TASK DETAILS:
Only the line containing "Query: green lawn" and the lines after it, through the end of the entries, should be output exactly.

─── DATA EXCERPTS

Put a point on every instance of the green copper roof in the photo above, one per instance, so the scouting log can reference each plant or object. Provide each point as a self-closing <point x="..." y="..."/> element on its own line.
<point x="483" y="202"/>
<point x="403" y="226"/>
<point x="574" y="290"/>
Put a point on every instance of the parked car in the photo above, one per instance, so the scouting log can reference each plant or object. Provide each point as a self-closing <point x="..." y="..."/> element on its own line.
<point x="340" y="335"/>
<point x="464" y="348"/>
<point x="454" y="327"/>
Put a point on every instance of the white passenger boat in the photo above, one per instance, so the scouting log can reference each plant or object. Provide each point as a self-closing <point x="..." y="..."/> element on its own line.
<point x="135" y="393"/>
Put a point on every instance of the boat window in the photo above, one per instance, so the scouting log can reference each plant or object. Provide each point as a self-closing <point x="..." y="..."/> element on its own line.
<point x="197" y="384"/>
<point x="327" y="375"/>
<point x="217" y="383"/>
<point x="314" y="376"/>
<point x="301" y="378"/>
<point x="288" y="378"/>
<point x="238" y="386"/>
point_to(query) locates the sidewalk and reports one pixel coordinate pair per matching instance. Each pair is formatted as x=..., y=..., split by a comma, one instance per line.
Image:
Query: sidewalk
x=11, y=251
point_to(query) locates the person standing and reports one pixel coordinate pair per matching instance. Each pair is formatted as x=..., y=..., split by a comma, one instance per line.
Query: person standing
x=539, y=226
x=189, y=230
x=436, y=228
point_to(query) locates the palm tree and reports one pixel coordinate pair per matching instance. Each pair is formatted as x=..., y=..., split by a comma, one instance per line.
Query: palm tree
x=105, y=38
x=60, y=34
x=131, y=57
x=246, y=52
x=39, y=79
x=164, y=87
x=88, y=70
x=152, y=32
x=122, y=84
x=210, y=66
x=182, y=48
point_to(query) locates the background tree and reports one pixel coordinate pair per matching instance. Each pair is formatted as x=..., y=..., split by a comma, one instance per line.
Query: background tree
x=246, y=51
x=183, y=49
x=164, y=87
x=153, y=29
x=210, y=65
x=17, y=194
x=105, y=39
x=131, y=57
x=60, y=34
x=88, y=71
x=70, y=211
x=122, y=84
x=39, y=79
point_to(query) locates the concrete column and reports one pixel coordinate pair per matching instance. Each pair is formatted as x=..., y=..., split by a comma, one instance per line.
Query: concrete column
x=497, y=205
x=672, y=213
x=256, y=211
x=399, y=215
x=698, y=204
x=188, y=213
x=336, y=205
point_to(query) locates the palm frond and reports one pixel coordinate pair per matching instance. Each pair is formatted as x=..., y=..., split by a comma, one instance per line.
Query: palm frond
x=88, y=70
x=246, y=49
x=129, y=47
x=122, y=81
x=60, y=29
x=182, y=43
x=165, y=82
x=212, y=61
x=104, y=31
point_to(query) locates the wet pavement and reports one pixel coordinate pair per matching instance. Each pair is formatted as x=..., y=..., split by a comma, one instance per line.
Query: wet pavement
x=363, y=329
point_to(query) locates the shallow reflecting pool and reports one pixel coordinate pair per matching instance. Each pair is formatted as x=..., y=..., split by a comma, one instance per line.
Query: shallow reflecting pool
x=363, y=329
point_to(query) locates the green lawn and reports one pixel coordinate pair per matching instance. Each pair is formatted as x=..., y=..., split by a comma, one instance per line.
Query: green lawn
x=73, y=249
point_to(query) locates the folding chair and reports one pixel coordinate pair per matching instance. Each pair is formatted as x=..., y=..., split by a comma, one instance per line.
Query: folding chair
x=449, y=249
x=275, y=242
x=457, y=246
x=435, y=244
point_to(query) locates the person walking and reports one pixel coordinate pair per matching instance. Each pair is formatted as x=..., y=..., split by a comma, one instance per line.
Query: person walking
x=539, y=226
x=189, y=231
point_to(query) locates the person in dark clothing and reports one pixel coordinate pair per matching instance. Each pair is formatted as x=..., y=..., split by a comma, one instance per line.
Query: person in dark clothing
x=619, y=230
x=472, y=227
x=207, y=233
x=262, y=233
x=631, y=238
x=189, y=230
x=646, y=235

──────

EXERCISE ANSWER:
Query: green lawn
x=73, y=249
point_to(query) locates the folding chair and reports one pixel coordinate pair per matching instance. Each pair is formatted as x=..., y=..., split by a comma, one instance per line.
Query: folding chair
x=449, y=249
x=275, y=242
x=457, y=246
x=435, y=244
point_to(query) locates the person walking and reports one pixel coordinate pair per matching instance. Each pair is formatted as x=..., y=..., split by a comma, one instance per line.
Query: person walking
x=539, y=226
x=189, y=231
point_to(query) locates the person in dark clothing and reports one pixel coordinate pair per matching instance. Each pair is formatted as x=..., y=..., split by a comma, one instance per line.
Query: person in dark clothing
x=619, y=230
x=472, y=227
x=207, y=233
x=262, y=233
x=631, y=238
x=189, y=230
x=646, y=235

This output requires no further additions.